(WHAT IS REQUIRED) Could you return the whole listing exactly?

——————————

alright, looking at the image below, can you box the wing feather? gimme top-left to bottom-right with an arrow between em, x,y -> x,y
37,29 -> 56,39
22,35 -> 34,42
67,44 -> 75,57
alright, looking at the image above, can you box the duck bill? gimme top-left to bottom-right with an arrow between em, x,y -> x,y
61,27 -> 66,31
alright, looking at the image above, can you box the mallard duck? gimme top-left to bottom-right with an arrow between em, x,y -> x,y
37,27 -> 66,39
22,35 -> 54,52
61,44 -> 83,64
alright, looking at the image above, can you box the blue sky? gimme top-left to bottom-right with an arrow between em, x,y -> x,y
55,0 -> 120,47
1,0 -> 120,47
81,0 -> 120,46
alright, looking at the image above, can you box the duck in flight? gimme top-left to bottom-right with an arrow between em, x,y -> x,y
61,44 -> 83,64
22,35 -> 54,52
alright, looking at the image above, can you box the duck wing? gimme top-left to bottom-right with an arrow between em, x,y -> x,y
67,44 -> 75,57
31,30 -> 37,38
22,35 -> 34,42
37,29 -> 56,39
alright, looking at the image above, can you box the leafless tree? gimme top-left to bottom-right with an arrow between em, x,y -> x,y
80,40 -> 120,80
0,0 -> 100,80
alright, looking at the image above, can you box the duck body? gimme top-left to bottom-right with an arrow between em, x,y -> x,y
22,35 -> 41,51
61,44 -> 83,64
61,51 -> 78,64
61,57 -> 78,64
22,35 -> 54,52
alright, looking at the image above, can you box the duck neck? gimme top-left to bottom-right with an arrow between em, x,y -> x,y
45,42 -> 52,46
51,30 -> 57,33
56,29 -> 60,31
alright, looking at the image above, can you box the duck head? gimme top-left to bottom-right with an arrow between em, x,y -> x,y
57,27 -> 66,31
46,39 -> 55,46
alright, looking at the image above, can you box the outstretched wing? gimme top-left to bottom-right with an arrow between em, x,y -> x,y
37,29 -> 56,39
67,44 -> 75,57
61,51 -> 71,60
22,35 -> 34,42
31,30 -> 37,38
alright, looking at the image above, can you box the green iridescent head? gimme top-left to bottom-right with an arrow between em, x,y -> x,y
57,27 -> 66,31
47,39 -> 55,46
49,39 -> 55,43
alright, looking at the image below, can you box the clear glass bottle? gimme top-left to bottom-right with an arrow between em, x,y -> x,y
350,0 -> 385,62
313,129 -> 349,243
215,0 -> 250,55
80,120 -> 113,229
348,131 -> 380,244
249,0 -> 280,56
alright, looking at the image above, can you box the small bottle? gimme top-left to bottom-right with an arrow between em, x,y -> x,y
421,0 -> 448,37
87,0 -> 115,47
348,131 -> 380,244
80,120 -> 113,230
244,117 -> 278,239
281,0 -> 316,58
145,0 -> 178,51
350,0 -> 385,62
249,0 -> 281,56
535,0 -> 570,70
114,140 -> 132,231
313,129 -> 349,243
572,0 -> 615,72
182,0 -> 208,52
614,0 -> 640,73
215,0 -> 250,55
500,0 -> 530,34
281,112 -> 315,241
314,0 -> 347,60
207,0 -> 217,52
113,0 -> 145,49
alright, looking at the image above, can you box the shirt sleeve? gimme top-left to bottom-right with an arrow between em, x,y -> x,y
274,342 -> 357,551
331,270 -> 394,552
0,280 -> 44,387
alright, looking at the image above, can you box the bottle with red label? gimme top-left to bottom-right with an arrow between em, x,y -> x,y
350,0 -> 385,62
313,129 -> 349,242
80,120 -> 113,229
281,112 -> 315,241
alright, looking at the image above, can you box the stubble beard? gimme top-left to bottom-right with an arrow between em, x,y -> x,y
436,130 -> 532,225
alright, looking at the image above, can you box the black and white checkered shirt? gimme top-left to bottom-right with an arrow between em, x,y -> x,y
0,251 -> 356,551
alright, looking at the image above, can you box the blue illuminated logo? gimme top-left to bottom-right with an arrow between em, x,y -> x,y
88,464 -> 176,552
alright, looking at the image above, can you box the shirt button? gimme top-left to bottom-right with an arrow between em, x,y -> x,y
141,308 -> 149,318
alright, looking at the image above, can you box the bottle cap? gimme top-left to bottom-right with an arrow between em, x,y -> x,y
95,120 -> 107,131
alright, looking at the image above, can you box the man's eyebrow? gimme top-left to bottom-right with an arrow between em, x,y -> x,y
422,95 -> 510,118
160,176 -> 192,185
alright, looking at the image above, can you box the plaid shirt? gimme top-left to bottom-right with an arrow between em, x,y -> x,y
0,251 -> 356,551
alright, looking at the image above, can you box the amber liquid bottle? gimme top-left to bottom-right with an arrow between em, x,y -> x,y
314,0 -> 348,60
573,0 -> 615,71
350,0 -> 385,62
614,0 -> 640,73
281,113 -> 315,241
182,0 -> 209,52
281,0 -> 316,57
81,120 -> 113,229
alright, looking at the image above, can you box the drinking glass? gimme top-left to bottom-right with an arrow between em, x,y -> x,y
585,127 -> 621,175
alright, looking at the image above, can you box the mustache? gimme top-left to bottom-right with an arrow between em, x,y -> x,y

——————————

(YOUR RESPONSE)
alright, looking at the image below, can you box the wing feather? gimme top-left to bottom-right with an arrow between em, x,y -> x,y
37,29 -> 56,39
22,35 -> 34,42
67,44 -> 75,57
alright, looking at the image above, can you box the duck bill? gimme top-left to bottom-right with an arrow between em, x,y -> x,y
61,27 -> 66,31
alright, looking at the image above, can you box the mallard duck? gimme top-left to bottom-right with an arrow between em, x,y -> x,y
37,27 -> 66,39
22,35 -> 54,52
61,44 -> 83,64
alright, looking at the image above, can you box the blue sky? gimme top-left to bottom-right with an arrow between em, x,y -> x,y
55,0 -> 120,47
1,0 -> 120,47
81,0 -> 120,46
alright, looking at the image above, can you box the duck in flight? gimme top-left to bottom-right with an arrow between em, x,y -> x,y
61,44 -> 83,64
22,35 -> 54,52
alright, looking at the image above, can you box the duck wing? gimme top-left to bottom-right with an arrow between em, x,y -> x,y
67,44 -> 75,57
31,30 -> 37,38
22,35 -> 34,42
37,29 -> 56,39
alright, looking at the image above, can you box the leafless tree? gimme top-left to bottom-right with an arrow between em, x,y -> x,y
80,40 -> 120,80
0,0 -> 100,80
alright, looking at the image above, can you box the duck body? gimme top-left to bottom-right with an arrow between em, x,y -> x,y
22,35 -> 41,51
61,44 -> 83,64
61,51 -> 78,64
61,57 -> 78,64
22,35 -> 54,52
alright, looking at the image above, can you box the duck neck? gimme top-left to bottom-right with an arrow between em, x,y -> x,y
45,42 -> 52,46
51,30 -> 57,33
56,29 -> 60,31
alright, looking at the image above, can you box the duck head? gimme top-left to bottom-right with an arrow between em, x,y -> x,y
57,27 -> 66,31
46,39 -> 55,46
alright, looking at the image above, can you box the outstretched wing? gimme top-left to bottom-right with an arrow between em, x,y -> x,y
37,29 -> 56,39
67,44 -> 75,57
61,51 -> 71,60
22,35 -> 34,42
31,30 -> 37,38
alright, looking at the image above, can you box the green iridescent head? gimme top-left to bottom-right with an arrow between em, x,y -> x,y
57,27 -> 66,31
47,39 -> 55,46
49,39 -> 55,43
alright, looking at the image below, can you box the clear glass bottle? gimme top-left to bottom-right with an arrow between em, x,y -> x,y
350,0 -> 385,62
313,129 -> 349,243
215,0 -> 250,55
80,120 -> 113,229
348,131 -> 380,244
249,0 -> 280,56
alright, looking at the image above, can you box the small bottle? gimme top-left to bottom-right with an arrow between em, x,y -> x,y
421,0 -> 448,37
87,0 -> 115,47
348,131 -> 380,244
80,120 -> 113,230
244,117 -> 278,239
281,0 -> 316,58
145,0 -> 178,51
350,0 -> 385,62
249,0 -> 281,56
535,0 -> 570,70
114,140 -> 132,231
313,129 -> 349,243
572,0 -> 615,72
182,0 -> 208,52
614,0 -> 640,73
215,0 -> 250,55
500,0 -> 530,34
281,112 -> 315,241
314,0 -> 347,60
207,0 -> 217,52
113,0 -> 145,49
alright, looking at the image above, can you box the shirt sleeve? gimme top-left to bottom-right with an arrow between em, x,y -> x,y
274,342 -> 357,551
331,270 -> 394,552
0,280 -> 44,387
alright, looking at the image above, can you box the bottle with red label? gimme top-left to bottom-right with an arrow between em, x,y -> x,y
350,0 -> 385,62
313,129 -> 349,242
80,120 -> 113,229
281,112 -> 315,241
alright, looking at the image above, can you box the stubble beard? gimme top-left to bottom-right with an arrow between em, x,y -> x,y
436,130 -> 532,225
alright, looking at the image above, can you box the black and white checkered shirt? gimme top-left to bottom-right with an arrow between em, x,y -> x,y
0,251 -> 356,551
alright, looking at the image above, can you box the blue illuminated logo? gimme top-left to bottom-right with an arrow between em, x,y -> x,y
88,464 -> 176,552
alright, looking at the image above, can you box the shirt button? gimme top-left to bottom-right with an arrow between em, x,y -> x,y
141,308 -> 149,318
alright, looking at the image above, can you box the bottle cap? gimme top-left to bottom-right with an arrow between em, x,y -> x,y
95,120 -> 107,131
alright, looking at the image above, can you box the man's eyebrow? gimme top-left to bottom-right with an arrow between em, x,y -> x,y
422,95 -> 510,118
160,176 -> 192,185
alright, looking at the image above, can you box the plaid shirt? gimme top-left to bottom-right with an arrow between em, x,y -> x,y
0,251 -> 356,551
alright, looking at the image above, can you box the amber liquid bottle? gimme top-left to bottom-right with an arrow between em, x,y -> x,y
314,0 -> 348,60
573,0 -> 615,71
350,0 -> 385,62
614,0 -> 640,73
281,113 -> 315,241
182,0 -> 209,52
281,0 -> 316,57
81,120 -> 113,229
alright, looking at the image above, can you box the drinking glass? gimme top-left to bottom-right with an arrow between em, x,y -> x,y
585,127 -> 621,175
alright, looking at the image above, can you box the mustache? gimme top-left to bottom-right with an arrow between em, x,y -> x,y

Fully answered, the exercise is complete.